[STORED DATA]:

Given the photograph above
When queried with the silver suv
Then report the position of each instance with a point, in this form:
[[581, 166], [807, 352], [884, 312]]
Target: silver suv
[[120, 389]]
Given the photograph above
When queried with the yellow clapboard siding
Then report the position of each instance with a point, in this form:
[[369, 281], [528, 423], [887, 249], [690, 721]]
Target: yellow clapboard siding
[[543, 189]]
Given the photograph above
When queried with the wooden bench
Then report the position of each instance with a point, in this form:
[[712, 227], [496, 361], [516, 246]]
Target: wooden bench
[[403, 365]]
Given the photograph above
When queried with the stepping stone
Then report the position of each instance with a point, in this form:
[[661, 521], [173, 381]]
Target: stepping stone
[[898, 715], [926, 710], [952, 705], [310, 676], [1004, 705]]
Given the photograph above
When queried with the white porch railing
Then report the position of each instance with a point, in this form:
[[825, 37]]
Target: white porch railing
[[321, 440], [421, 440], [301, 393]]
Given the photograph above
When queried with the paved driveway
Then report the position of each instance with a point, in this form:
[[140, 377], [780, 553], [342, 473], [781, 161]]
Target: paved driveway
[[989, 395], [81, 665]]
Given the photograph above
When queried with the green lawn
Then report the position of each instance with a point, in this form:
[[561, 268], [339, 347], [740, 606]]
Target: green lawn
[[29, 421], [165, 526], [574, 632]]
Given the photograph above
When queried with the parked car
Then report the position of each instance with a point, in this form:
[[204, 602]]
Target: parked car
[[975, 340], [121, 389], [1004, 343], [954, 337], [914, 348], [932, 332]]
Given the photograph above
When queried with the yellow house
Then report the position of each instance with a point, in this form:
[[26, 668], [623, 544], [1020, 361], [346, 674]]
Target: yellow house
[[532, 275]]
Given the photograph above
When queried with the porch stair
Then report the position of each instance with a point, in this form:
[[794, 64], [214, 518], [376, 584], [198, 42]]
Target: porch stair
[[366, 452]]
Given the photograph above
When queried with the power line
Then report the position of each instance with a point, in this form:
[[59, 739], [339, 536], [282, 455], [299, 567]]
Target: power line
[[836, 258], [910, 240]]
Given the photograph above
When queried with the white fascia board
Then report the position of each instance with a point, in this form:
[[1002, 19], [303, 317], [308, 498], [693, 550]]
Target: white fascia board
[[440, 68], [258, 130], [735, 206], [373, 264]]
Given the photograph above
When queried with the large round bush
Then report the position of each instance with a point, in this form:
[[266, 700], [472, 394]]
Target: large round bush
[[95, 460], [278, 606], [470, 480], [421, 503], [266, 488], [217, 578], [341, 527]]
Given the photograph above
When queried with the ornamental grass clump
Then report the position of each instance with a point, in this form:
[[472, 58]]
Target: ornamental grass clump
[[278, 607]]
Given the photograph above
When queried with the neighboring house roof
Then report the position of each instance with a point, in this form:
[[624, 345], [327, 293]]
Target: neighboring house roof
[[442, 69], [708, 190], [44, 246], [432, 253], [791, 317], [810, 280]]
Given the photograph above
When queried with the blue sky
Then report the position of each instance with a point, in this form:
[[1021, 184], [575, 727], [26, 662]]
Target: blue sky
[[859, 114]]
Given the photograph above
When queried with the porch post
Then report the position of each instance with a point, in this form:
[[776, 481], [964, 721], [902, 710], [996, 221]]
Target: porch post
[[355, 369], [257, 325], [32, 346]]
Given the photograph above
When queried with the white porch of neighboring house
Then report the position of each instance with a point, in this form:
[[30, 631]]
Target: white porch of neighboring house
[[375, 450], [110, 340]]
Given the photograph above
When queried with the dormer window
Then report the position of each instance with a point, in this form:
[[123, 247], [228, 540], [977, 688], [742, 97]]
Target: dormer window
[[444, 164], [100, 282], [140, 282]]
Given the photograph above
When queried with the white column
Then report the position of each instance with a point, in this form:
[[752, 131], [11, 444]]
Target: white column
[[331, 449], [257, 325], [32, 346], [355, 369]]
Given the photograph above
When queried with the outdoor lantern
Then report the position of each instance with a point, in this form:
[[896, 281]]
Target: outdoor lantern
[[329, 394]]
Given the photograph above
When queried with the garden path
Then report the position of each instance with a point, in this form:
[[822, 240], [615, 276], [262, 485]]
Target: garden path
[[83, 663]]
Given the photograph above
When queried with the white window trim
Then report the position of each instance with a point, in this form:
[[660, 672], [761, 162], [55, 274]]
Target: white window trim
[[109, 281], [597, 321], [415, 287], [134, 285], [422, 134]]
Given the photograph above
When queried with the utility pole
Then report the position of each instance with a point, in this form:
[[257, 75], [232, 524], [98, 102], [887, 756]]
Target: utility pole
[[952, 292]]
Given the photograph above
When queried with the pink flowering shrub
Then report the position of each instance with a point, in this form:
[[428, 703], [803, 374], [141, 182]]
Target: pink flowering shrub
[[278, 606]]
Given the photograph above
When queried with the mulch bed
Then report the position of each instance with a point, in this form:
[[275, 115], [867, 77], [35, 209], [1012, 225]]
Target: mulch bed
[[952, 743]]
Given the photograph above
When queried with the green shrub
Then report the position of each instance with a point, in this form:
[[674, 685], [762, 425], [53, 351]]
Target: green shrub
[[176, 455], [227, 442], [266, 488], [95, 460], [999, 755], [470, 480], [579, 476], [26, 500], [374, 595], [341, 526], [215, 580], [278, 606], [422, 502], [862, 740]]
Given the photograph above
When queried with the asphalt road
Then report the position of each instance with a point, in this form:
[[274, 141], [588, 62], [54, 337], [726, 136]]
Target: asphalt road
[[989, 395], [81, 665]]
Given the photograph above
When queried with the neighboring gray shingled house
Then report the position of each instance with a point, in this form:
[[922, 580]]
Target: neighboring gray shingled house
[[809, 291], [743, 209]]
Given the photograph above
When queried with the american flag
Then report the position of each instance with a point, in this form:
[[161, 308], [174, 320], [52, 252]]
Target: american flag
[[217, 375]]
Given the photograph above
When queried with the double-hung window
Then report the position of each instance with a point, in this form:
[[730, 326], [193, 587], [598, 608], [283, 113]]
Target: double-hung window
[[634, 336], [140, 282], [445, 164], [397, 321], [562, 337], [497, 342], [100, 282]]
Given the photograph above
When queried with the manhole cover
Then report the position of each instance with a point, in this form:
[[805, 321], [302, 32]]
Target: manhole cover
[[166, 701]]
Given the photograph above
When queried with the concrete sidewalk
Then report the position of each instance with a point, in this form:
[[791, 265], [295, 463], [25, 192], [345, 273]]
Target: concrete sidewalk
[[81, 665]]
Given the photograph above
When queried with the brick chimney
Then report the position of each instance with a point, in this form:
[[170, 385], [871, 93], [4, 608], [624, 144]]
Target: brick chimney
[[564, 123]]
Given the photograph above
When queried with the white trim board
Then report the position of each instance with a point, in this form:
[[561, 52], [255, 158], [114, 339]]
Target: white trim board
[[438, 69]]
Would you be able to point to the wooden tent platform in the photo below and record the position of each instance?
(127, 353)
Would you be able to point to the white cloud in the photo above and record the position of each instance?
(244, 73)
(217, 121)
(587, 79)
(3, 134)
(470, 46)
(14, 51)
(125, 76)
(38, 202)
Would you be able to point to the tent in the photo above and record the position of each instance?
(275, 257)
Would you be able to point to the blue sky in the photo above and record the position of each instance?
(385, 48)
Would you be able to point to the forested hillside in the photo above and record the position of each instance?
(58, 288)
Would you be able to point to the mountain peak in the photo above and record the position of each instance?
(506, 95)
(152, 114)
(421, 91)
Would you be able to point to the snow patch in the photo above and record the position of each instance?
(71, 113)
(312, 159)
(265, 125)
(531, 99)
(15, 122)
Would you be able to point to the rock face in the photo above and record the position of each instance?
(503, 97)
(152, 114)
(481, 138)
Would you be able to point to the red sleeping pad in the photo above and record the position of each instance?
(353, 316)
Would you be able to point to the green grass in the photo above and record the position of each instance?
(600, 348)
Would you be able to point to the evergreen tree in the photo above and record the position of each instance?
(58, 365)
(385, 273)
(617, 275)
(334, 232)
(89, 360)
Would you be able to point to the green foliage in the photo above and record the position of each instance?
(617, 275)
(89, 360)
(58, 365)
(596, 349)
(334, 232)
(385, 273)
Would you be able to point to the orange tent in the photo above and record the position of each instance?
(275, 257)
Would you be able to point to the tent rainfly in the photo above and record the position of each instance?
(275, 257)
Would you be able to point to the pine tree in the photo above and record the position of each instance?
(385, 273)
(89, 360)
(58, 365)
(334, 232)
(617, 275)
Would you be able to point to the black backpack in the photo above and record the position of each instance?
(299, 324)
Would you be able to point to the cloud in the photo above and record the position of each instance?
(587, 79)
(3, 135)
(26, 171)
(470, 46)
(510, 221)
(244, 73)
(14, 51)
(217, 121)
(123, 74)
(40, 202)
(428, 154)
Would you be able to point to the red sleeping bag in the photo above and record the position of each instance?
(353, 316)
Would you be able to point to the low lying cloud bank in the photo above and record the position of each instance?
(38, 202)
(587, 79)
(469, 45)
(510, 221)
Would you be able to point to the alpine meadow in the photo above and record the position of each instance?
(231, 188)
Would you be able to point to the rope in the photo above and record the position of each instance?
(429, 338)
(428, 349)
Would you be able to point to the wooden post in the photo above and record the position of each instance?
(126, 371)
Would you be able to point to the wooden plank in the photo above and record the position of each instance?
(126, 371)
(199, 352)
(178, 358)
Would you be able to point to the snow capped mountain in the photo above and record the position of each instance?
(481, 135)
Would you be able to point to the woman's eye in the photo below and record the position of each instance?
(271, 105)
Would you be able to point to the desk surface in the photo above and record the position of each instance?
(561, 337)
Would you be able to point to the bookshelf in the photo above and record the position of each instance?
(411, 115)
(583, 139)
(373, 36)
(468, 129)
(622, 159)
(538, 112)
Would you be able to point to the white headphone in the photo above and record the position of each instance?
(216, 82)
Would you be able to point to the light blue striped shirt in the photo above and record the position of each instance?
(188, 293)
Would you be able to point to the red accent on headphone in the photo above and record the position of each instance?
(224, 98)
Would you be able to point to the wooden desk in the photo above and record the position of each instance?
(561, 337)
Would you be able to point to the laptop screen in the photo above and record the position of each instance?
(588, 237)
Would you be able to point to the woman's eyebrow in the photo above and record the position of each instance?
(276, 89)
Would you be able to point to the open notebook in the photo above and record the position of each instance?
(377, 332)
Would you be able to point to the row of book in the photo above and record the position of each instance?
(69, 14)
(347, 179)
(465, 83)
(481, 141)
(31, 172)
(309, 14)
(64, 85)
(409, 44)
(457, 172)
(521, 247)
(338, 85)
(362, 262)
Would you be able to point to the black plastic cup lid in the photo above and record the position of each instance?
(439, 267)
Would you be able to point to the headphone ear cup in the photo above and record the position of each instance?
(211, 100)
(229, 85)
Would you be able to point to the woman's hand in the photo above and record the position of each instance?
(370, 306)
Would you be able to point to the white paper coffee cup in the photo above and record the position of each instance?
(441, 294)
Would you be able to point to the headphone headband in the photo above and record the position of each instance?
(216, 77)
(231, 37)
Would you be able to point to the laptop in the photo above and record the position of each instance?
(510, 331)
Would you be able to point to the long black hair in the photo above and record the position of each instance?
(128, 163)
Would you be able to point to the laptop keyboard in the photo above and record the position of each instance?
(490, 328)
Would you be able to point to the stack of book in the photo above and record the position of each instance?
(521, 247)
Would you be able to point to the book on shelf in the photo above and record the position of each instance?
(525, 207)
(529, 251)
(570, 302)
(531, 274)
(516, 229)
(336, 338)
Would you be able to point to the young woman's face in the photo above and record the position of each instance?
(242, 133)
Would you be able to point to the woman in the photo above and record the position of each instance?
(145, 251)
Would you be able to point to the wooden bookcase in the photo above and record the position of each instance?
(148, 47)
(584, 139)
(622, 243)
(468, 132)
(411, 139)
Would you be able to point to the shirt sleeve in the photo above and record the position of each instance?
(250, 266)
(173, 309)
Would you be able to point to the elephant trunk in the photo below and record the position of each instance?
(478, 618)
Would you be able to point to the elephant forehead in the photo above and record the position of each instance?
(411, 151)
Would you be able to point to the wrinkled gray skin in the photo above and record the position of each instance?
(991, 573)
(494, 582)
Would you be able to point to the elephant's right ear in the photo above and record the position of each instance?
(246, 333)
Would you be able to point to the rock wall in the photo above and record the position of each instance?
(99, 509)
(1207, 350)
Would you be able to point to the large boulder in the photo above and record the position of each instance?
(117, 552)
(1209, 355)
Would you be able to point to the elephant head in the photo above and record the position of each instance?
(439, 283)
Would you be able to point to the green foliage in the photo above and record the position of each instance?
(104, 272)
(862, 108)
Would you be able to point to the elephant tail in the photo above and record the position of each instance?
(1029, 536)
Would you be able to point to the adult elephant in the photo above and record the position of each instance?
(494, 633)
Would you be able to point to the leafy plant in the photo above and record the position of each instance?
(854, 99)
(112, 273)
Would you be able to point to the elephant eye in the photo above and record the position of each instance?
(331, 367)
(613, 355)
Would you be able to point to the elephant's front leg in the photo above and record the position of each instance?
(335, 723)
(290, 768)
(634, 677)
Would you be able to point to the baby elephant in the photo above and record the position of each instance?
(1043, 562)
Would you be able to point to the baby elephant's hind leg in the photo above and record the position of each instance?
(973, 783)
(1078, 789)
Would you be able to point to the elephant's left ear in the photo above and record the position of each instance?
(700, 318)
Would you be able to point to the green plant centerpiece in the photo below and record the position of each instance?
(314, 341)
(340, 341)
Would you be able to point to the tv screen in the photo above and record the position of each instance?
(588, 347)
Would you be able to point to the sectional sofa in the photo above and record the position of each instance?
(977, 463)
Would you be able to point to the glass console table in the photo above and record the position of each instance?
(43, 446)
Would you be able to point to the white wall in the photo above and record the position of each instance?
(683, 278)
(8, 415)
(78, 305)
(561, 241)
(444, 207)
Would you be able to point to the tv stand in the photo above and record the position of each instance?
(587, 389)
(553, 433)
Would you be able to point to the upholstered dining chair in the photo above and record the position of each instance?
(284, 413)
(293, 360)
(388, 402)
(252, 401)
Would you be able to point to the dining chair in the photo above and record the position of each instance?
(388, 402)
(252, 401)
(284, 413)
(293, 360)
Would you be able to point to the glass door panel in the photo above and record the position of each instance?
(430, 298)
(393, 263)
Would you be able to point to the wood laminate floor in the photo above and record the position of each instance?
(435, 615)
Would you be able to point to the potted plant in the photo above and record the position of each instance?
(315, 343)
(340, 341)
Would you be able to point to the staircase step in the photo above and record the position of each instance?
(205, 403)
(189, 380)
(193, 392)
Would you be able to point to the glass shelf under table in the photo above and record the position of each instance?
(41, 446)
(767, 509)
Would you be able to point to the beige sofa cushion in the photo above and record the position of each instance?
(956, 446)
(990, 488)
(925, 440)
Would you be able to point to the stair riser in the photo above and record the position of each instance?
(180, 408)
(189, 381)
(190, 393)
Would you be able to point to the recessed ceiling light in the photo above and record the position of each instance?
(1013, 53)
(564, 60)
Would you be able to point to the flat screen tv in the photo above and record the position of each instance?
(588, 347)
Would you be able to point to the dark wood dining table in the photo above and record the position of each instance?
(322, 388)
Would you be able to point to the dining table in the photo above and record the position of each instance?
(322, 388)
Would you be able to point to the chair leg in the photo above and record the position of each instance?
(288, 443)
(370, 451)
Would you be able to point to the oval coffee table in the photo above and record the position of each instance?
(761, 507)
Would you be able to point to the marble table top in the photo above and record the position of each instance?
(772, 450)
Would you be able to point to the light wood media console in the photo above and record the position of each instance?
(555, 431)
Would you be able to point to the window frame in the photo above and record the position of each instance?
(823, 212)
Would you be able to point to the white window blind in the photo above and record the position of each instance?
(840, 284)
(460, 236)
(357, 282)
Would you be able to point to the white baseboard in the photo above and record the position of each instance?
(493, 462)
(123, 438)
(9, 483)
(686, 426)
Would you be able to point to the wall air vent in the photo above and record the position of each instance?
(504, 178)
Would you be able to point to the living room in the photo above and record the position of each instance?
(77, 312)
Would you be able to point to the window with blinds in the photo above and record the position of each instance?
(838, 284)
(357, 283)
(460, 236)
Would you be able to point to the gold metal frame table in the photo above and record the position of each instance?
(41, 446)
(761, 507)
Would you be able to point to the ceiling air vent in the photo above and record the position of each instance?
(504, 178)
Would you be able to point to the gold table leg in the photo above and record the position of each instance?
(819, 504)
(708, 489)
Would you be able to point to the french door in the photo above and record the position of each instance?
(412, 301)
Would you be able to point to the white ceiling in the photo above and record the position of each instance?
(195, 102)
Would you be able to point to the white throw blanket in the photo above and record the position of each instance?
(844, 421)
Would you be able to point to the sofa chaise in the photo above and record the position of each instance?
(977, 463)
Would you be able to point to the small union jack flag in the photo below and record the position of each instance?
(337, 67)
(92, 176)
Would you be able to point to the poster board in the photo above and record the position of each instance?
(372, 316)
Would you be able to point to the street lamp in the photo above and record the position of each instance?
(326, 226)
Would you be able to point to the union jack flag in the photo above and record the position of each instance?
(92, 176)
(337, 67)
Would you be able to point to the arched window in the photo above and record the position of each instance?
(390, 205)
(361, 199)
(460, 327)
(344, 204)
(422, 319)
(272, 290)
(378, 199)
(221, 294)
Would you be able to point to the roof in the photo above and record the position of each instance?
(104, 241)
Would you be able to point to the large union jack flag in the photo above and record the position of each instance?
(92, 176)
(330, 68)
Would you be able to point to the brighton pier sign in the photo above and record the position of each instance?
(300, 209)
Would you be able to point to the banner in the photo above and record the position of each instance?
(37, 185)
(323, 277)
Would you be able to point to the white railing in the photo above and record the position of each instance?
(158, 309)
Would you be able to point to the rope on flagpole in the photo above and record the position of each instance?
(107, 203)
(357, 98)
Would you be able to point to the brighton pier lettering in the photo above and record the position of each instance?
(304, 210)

[WORK REQUIRED]: What is asked for is an exact copy of the lines above from the one containing "[[896, 281]]" through the one containing "[[674, 685], [762, 425], [53, 351]]", and only those.

[WRITTEN SOLUTION]:
[[896, 281]]
Target: outdoor lantern
[[329, 394]]
Given the photograph above
When queried with the garden path
Then report the position of each instance with a point, in this form:
[[822, 240], [615, 276], [262, 485]]
Target: garden path
[[83, 663]]
Given the photograph above
When queried with the white window trim
Then report the position of each instance with a point, in this form:
[[660, 672], [761, 162], [55, 274]]
Target: white window trim
[[109, 281], [597, 321], [415, 287], [134, 285], [422, 134]]
Given the photograph above
When queried with the utility pole
Then report the position of each instance with a point, in this form:
[[257, 75], [232, 524], [98, 102], [887, 756]]
Target: utility pole
[[952, 292]]
Given the photograph above
When queried with the pink flowering shrub
Then report the position of each instance with a point, in this form:
[[428, 703], [803, 374], [141, 182]]
Target: pink flowering shrub
[[278, 606]]
Given the photograph above
When queried with the mulch bed
Then report the position of each instance with a point, in this form:
[[275, 115], [867, 77], [35, 209], [1012, 225]]
Target: mulch bed
[[952, 743]]
Given the photograph above
When queried with the green shrub
Then report the position of each instance with a point, in this form:
[[674, 685], [762, 425], [53, 351]]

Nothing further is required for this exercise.